Задание 1
Ответьте по фрагменту на три вопроса, каждый ответ с новой строки под той же буквой:
(а) Кого Екатерина послала в Москву с особыми полномочиями?
(б) На какой реке началось возмущение в казачьей среде?
(в) Какие крепости названы по имени среди укреплений по верхнему Яику и его притокам?
Задание 2
Пожалуйста, верните из фрагмента точную копию отрывка: начните со слов «За это толпа» и закончите после слов «р. Яике (Урале).».

Фрагмент текста

::::

За это толпа разбила покои Амвросия в Кремле, убила его самого и начала в
Кремле грабеж. Градоначальник сенатор Еропкин пустил в ход оружие для
восстановления порядка, причем было убито до ста человек. Несмотря на
распорядительность Еропкина, он не мог справиться с эпидемией и
волнениями и в этом смысле доносил Екатерине, прося помощи. Тогда
Екатерина послала в Москву Гр. Гр. Орлова с особыми полномочиями. Когда к
концу 1771 г. мор ослабел, и смертность уменьшилась, Екатерина
приписала это именно мерам, принятым Орловым.
Одновременно с развитием губительной
эпидемии в центре государства на восточных его окраинах произошло
опасное народное возмущение, напомнившее во многом движение Стеньки
Разина (§ 84). Началось возмущение в казачьей среде на р. Яике (Урале).
Было уже сказано (§ 105), что после Булавинского бунта всякая
самостоятельность Дона пала, уцелевшие сторонники Булавина оттуда
разбежались, и Донская область перестала быть приютом бродячего и
беглого люда. Но казачество с его преданиями о вольной жизни и с его
враждой к государству еще не исчезло. Оно жило, сохраняя свои предания и
обычаи, со своими выборными предводителями, на юго-восточных окраинах
России, на Кубани, Тереке, Яике, везде, где был еще простор степей и
рыбный лов, везде, где был еще слаб надзор государственной власти. Как
раз в XVIII в. для усмирения инородцев (калмыков и башкир) правительство
начало укреплять места по верхнему Яику и его притокам своими
крепостями (Оренбург, Илецкий городок и др.) и стало налагать свою руку
на яицкое казачество. Оно стесняло казачью вольность, требуя от казаков
гарнизонной службы в крепостях, назначая им от себя начальство, подчиняя
их своим чиновникам. Происходило то же, что раньше происходило на Дону.
Казаки не раз пытались отстаивать свою вольность, не исполняли
приказаний и за то подвергались суровым наказаниям. В1771 г. они начали
было открытый бунт, но были жестоко усмирены. Их ссылали в Сибирь и
сдавали в солдаты; уничтожили их выборное управление («старшину») и
окончательно подчинили их военным властям того края. Жестокие кары не
умиротворили казаков; напротив, они усилили их озлобление и окончательно
подняли их против государства.

::::

Выдержка из данных
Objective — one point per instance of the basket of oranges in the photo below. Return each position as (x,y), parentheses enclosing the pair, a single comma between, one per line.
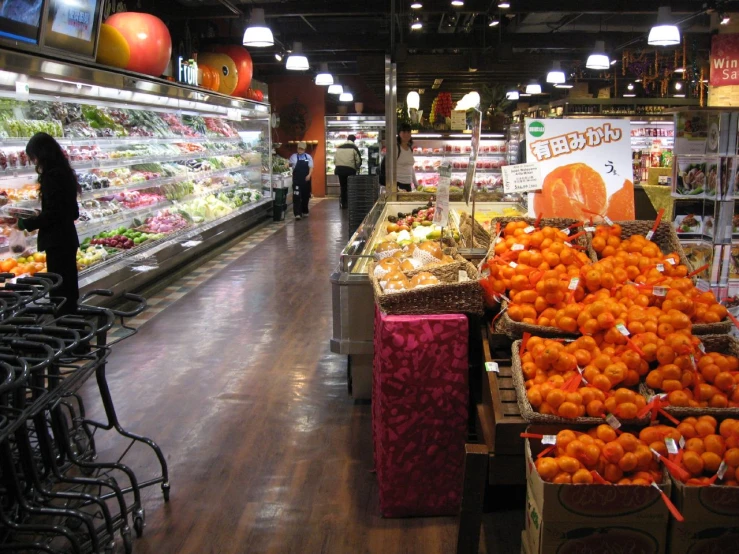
(552,389)
(699,376)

::::

Решение задачи 1
(а) Гр. Гр. Орлова.
(б) На реке Яике (Урале).
(в) Оренбург и Илецкий городок.

Решение задачи 2
За это толпа разбила покои Амвросия в Кремле, убила его самого и начала в
Кремле грабеж. Градоначальник сенатор Еропкин пустил в ход оружие для
восстановления порядка, причем было убито до ста человек. Несмотря на
распорядительность Еропкина, он не мог справиться с эпидемией и
волнениями и в этом смысле доносил Екатерине, прося помощи. Тогда
Екатерина послала в Москву Гр. Гр. Орлова с особыми полномочиями. Когда к
концу 1771 г. мор ослабел, и смертность уменьшилась, Екатерина
приписала это именно мерам, принятым Орловым.
Одновременно с развитием губительной
эпидемии в центре государства на восточных его окраинах произошло
опасное народное возмущение, напомнившее во многом движение Стеньки
Разина (§ 84). Началось возмущение в казачьей среде на р. Яике (Урале).